--- START OF Provided information ---

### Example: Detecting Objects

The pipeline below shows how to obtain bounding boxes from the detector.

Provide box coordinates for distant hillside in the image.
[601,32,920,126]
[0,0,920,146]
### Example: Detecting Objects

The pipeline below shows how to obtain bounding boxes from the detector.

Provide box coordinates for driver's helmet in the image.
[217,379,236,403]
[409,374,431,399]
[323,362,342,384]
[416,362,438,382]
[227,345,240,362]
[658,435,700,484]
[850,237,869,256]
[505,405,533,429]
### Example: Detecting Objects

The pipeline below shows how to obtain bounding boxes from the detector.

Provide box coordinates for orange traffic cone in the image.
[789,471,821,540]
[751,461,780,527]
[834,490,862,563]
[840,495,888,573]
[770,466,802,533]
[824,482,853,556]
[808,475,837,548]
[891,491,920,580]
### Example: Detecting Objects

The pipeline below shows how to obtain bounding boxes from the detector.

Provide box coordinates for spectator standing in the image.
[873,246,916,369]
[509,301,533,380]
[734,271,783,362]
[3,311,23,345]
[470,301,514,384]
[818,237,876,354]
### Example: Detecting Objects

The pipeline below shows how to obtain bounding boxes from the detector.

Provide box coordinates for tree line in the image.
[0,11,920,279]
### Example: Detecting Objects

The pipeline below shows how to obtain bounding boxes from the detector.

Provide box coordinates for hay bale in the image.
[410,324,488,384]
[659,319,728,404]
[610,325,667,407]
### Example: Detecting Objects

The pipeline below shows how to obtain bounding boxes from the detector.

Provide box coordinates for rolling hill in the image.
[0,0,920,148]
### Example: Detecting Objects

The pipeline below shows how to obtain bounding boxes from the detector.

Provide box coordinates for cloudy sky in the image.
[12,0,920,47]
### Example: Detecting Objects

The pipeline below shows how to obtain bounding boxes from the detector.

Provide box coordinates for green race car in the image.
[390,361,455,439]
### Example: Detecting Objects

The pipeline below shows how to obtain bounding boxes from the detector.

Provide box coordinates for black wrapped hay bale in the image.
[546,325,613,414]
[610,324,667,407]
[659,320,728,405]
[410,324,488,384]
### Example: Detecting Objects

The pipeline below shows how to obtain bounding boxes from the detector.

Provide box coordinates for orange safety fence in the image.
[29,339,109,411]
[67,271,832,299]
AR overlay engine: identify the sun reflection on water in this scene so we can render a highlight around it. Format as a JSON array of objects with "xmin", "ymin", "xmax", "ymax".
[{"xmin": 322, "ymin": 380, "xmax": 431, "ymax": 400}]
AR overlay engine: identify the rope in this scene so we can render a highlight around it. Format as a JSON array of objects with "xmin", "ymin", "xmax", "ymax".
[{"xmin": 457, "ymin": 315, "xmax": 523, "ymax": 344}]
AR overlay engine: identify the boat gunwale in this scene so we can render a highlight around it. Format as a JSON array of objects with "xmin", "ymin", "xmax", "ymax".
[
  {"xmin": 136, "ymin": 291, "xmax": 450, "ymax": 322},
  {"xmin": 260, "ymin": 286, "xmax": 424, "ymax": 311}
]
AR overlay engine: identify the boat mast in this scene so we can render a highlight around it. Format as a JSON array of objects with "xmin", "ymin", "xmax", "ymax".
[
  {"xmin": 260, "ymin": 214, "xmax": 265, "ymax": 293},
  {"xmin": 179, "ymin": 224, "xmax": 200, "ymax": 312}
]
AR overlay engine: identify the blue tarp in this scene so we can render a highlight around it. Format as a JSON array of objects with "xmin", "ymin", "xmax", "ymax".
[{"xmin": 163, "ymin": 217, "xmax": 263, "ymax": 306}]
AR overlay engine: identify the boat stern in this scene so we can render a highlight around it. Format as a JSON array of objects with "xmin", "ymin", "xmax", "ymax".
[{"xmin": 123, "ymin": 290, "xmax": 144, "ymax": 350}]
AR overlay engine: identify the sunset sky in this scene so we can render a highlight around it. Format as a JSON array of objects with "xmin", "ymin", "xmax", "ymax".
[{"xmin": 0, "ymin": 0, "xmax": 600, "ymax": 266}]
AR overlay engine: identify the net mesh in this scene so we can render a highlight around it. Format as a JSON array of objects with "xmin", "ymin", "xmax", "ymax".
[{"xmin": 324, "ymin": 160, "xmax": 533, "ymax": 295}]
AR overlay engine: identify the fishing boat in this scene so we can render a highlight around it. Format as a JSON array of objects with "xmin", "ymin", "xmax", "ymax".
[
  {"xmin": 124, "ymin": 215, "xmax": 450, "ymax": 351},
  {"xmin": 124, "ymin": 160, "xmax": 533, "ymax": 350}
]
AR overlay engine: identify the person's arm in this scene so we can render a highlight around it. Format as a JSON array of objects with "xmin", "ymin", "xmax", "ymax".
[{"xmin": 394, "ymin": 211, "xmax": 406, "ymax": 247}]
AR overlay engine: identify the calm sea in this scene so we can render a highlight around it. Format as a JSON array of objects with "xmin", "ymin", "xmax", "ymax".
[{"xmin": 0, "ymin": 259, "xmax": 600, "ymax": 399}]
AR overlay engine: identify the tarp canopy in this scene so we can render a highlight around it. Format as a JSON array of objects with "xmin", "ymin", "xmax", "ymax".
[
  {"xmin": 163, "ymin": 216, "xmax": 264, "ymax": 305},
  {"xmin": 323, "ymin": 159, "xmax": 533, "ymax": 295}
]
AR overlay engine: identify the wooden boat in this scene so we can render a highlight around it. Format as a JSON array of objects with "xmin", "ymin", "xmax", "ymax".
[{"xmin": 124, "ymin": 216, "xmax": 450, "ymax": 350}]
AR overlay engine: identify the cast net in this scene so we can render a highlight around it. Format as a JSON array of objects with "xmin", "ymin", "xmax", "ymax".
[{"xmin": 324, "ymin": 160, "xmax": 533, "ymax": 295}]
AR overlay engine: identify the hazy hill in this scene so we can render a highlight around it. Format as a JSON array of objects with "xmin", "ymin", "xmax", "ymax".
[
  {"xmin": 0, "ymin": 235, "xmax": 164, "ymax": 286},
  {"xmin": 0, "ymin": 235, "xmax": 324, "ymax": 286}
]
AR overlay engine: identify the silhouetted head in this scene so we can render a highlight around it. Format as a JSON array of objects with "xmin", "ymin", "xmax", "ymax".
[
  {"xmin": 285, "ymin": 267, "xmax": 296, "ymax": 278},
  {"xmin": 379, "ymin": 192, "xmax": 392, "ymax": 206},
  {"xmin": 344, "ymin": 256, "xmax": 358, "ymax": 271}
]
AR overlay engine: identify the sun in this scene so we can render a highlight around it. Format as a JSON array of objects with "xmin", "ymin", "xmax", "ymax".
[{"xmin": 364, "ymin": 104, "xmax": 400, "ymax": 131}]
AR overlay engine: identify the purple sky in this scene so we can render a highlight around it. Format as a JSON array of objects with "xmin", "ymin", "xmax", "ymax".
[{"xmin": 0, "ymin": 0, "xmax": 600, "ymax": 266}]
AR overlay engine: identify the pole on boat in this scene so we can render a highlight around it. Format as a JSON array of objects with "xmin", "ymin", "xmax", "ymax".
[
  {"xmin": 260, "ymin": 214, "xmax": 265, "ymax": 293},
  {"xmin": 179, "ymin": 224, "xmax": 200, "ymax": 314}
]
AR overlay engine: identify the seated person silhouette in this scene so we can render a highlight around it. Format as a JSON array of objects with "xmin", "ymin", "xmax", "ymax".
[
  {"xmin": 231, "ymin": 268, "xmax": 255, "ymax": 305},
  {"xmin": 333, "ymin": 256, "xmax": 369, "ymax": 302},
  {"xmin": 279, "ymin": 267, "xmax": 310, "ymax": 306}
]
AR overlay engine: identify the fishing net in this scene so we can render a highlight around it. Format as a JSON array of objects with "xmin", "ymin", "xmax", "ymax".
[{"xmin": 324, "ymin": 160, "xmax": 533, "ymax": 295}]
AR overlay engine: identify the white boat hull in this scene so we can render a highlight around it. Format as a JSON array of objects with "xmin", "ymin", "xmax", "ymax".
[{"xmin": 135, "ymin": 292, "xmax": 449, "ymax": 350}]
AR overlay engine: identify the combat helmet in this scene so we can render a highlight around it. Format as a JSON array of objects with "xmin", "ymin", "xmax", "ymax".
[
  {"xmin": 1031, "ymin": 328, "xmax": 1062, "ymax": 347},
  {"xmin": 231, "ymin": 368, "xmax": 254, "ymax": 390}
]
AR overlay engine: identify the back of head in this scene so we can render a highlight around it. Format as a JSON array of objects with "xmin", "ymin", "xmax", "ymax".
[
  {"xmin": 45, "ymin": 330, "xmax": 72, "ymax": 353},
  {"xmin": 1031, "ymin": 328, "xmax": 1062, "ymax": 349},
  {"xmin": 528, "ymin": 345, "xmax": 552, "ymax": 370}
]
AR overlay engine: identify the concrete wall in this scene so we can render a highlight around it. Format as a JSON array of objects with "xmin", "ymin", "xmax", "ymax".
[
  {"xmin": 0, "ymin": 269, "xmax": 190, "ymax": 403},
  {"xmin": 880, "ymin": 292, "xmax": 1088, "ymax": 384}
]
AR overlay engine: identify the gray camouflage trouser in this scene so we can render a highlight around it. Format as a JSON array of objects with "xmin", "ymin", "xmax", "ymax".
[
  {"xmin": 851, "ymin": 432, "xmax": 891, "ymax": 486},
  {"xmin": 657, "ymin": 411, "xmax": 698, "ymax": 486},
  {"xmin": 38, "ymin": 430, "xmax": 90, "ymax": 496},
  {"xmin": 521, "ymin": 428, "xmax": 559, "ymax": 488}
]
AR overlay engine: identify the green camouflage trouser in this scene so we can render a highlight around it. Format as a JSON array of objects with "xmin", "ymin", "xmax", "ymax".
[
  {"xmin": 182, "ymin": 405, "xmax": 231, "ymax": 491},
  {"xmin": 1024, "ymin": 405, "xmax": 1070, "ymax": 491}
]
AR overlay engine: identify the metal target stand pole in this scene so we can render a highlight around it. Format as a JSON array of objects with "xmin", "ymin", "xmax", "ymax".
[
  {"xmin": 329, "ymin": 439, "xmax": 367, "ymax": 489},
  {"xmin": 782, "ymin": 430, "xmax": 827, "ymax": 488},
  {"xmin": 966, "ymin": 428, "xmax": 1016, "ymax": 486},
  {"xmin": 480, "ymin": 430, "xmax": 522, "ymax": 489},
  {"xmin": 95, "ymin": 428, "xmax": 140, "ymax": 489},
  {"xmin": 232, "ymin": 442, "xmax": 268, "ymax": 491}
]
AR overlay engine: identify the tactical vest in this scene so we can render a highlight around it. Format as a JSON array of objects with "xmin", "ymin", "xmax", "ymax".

--- END OF Provided information ---

**Direction**. Copy exactly the lines above, from the one containing "AR overlay engine: identify the metal" through the very last line.

**Output for this exercise**.
AR overlay engine: identify the metal target stand pole in this scene so we can render a highlight around it. Format as a JSON array of objects with "xmin", "ymin", "xmax", "ymax".
[
  {"xmin": 329, "ymin": 439, "xmax": 367, "ymax": 489},
  {"xmin": 782, "ymin": 430, "xmax": 827, "ymax": 488},
  {"xmin": 966, "ymin": 428, "xmax": 1016, "ymax": 486},
  {"xmin": 480, "ymin": 430, "xmax": 522, "ymax": 489},
  {"xmin": 95, "ymin": 428, "xmax": 140, "ymax": 489},
  {"xmin": 232, "ymin": 442, "xmax": 268, "ymax": 491}
]
AR overlay engine: identify the tactical vest in this scene so we can render a highlight around it. Format as a JSON array of objects with "xmin", "ymin", "xmax", "ymax".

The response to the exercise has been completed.